[[ Dataset records open ]]

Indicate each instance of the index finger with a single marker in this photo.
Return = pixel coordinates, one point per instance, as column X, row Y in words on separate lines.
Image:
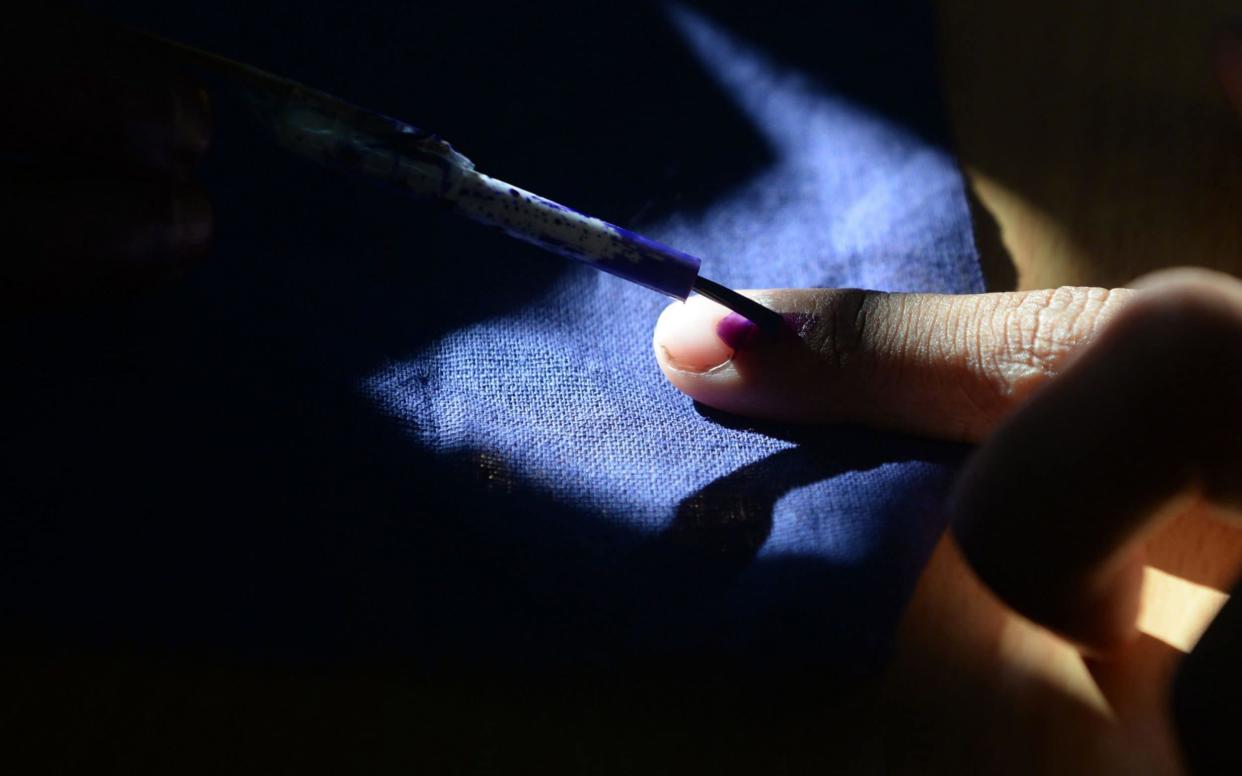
column 80, row 94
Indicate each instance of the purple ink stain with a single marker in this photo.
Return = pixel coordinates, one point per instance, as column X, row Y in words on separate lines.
column 737, row 330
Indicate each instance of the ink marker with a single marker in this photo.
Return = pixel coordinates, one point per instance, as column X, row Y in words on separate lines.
column 360, row 142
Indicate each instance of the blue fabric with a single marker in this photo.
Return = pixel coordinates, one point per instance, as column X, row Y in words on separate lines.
column 368, row 427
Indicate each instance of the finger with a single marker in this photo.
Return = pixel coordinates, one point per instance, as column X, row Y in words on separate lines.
column 1228, row 66
column 1145, row 424
column 939, row 365
column 72, row 240
column 78, row 96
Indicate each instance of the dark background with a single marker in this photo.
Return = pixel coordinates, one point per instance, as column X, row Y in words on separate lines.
column 176, row 494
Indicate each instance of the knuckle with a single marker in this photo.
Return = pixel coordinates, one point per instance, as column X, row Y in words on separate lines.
column 1035, row 338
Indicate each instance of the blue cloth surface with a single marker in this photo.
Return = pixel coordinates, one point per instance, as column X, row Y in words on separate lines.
column 368, row 427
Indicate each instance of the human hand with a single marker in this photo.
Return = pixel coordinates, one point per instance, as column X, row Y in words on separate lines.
column 97, row 145
column 1057, row 528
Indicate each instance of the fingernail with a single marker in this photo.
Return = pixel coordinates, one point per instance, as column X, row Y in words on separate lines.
column 689, row 333
column 735, row 330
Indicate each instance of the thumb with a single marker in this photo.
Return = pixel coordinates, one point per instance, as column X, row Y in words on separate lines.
column 947, row 366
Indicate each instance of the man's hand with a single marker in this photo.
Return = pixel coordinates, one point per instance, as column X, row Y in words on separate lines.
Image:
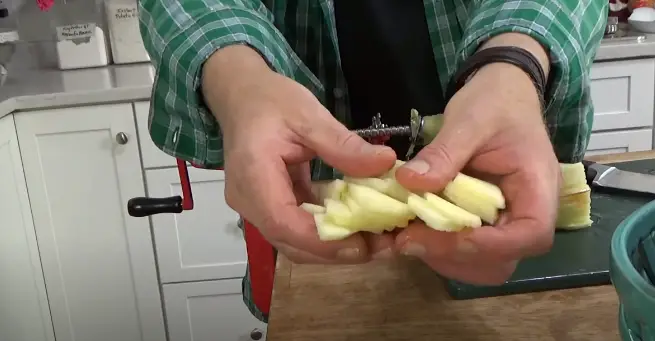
column 493, row 129
column 272, row 127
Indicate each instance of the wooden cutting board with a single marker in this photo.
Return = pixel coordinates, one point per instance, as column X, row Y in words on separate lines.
column 578, row 258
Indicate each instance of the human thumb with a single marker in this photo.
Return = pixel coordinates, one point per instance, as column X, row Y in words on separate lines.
column 440, row 161
column 346, row 151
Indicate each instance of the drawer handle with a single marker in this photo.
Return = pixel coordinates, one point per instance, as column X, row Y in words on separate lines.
column 121, row 138
column 256, row 334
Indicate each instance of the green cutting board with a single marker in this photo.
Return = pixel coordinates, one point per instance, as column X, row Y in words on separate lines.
column 578, row 258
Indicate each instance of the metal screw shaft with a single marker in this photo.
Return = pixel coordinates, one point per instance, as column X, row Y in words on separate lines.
column 393, row 131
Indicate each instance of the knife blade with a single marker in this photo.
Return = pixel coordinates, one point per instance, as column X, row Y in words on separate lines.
column 600, row 175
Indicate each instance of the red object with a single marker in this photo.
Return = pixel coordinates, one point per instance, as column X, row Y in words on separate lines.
column 261, row 255
column 45, row 5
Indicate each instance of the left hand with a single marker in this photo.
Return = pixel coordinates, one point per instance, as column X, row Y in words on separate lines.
column 494, row 130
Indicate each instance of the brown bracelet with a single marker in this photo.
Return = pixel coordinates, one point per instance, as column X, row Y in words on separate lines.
column 501, row 54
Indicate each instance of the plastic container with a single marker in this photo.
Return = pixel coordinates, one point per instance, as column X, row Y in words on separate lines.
column 632, row 263
column 124, row 35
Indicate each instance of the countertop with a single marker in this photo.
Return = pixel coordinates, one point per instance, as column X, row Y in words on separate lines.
column 404, row 300
column 30, row 87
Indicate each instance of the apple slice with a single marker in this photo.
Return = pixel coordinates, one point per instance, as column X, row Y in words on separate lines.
column 334, row 189
column 339, row 213
column 311, row 208
column 385, row 185
column 364, row 220
column 328, row 231
column 475, row 205
column 377, row 184
column 378, row 203
column 453, row 212
column 574, row 211
column 574, row 179
column 430, row 216
column 467, row 185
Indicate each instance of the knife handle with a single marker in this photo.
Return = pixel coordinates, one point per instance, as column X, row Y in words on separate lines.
column 590, row 172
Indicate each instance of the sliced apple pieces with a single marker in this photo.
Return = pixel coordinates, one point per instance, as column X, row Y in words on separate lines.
column 328, row 231
column 454, row 213
column 311, row 208
column 379, row 204
column 431, row 217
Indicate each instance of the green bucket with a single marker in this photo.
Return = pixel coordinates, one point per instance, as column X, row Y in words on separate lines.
column 632, row 269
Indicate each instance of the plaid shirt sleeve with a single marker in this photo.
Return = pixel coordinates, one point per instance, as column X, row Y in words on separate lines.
column 180, row 35
column 572, row 31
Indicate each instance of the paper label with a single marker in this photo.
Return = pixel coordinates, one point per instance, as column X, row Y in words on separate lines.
column 75, row 31
column 126, row 13
column 8, row 37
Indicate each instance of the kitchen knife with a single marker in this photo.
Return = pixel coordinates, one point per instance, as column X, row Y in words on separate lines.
column 604, row 176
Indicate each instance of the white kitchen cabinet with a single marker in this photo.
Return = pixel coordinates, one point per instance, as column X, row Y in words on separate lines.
column 622, row 93
column 82, row 165
column 201, row 244
column 152, row 156
column 24, row 311
column 620, row 142
column 210, row 311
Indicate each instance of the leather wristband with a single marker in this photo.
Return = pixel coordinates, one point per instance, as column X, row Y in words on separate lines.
column 501, row 54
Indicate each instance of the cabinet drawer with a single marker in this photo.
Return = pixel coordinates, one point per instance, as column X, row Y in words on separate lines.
column 620, row 142
column 201, row 244
column 151, row 155
column 622, row 93
column 209, row 311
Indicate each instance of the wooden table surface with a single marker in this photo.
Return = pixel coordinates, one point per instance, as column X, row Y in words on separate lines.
column 404, row 300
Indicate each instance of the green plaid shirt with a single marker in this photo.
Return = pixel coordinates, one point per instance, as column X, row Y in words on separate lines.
column 298, row 39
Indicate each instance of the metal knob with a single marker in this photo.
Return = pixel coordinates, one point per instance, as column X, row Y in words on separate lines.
column 256, row 334
column 121, row 138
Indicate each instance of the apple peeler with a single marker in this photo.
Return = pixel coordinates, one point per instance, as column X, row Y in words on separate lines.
column 261, row 255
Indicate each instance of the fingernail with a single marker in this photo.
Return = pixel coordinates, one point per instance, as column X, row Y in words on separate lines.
column 348, row 254
column 413, row 249
column 418, row 166
column 383, row 255
column 466, row 248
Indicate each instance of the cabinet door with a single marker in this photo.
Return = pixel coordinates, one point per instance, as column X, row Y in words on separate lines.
column 210, row 311
column 620, row 142
column 82, row 166
column 622, row 93
column 24, row 311
column 201, row 244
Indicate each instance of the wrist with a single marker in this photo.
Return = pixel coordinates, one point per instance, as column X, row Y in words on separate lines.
column 524, row 42
column 226, row 74
column 509, row 79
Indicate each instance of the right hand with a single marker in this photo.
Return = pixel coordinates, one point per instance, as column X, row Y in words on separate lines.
column 272, row 127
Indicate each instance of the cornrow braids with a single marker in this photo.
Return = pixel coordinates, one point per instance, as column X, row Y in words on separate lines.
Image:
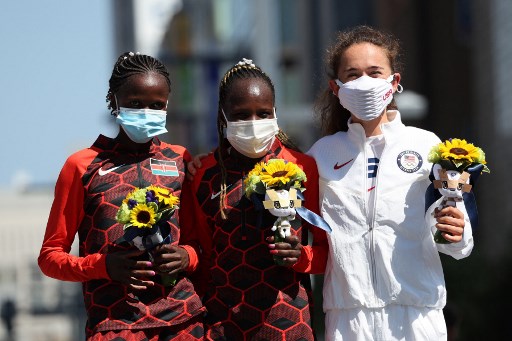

[[ Dataset records closed ]]

- [Task prompt] Begin at the first line of the entries above and return each line exactly, stopping after the line that contains "Indicate each instance of the thumb". Pictures do not belong in the copy.

- [Finished exercise]
Indicate each instance of the index finger with a single marker in this photo.
Return = pixel coordinates, one point per instance, as column X, row Y in words on separate lines.
Image:
column 80, row 94
Indicate each instance of the purple ink stain with a single marker in this photo.
Return = pixel coordinates, one point per instance, as column X, row Y in words on separate lines.
column 737, row 330
Indicate each instance of the ink marker with a single marker in this photo.
Return = pixel coordinates, one point per instance, as column X, row Y in words on separate lines.
column 360, row 142
Indicate each instance of the blue fabric with a single marker in this photo.
Return = pixel coordinates, one point per instance, as column X, row Y in words on separate lines.
column 368, row 427
Indicate each instance of the finger with a single marker in this photo.
Return = pixel coordinates, one point per instance, as column X, row Y in words on separate lines.
column 1228, row 66
column 1145, row 424
column 939, row 365
column 72, row 240
column 78, row 96
Indicate each instance of the dark background with a single marker in this photo.
Return = pixel coordinates, one point per instance, as column X, row Y in words on separate lines.
column 176, row 494
Indicate each instance of the knuckle with a single marker in this photo.
Return = pixel coordinates, one point per instance, as column X, row Y in words on separate lines.
column 1035, row 338
Indicate each instance of the blue cloth surface with a single marker in this photo.
Return = pixel coordinates, one point per instance, as column X, row Y in words on separate lines.
column 368, row 427
Indicate each instance of the human hand with a single marker in this photo.
Return = pixel coordinates, one point per instance, as column X, row Y in words on separate lines.
column 97, row 145
column 1057, row 528
Indicate each instance of the fingernail with a single marker in this photo.
Return = pixel coordinates, one point per instance, as column X, row Y in words on separate lines.
column 689, row 333
column 735, row 330
Indicate each instance of the thumb with a single marker in this photo.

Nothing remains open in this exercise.